-- Document text --
## Begin
# Kodi's second Open Q!



## krandall (Jun 11, 2009)

After more than 6months away from the agility ring, Kodi was a very good boy and earned his second Open Standard leg. One more to go!

Today, we're doing Open Jumpers. Cross your fingers for me, because he's not particularly fast!


----------



## Dee Dee (Jul 24, 2015)

That made me smile! Good boy Kodi!!! Cutest dog there <3 Sophie and I are cheering from the sidelines good luck today!


----------



## krandall (Jun 11, 2009)

Dee Dee said:


> That made me smile! Good boy Kodi!!! Cutest dog there <3 Sophie and I are cheering from the sidelines good luck today!


Thanks, Dee Dee! I'm a little nervous about it being so late in the day. I'm afraid he'll decided it's time for a nap rather than running fast!


----------



## whimsy (Apr 3, 2010)

Wow..Great job Kodi and Karen! So much fun to watch!!


----------



## Sheri (Oct 11, 2008)

Yeah, Kodi and Karen! Dee Dee is right, Kodi had to be the cutest competitor there! I love his little triumphant spin at the end. :grin2:


----------



## Ditto's Mom (Apr 29, 2007)
## End
-- Dataset records --
## Begin
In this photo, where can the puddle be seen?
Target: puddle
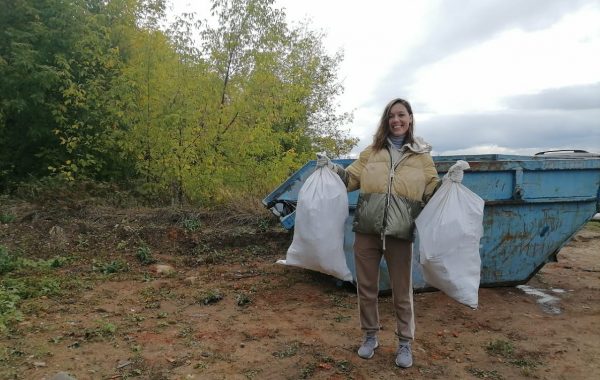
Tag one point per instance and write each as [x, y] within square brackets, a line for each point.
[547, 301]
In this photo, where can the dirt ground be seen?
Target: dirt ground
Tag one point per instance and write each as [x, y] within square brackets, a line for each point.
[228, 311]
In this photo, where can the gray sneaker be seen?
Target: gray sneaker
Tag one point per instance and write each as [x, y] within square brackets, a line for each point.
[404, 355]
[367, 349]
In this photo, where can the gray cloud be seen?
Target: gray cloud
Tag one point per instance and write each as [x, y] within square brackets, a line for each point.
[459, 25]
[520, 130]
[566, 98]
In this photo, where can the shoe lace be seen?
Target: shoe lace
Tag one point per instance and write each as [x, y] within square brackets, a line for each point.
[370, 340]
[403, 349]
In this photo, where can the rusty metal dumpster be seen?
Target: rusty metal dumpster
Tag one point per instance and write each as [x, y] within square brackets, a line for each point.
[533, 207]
## End
-- Task statement --
In the forum thread about Kodi's second Open Q, what event is Kodi doing today?

-- Answer below --
Open Jumpers.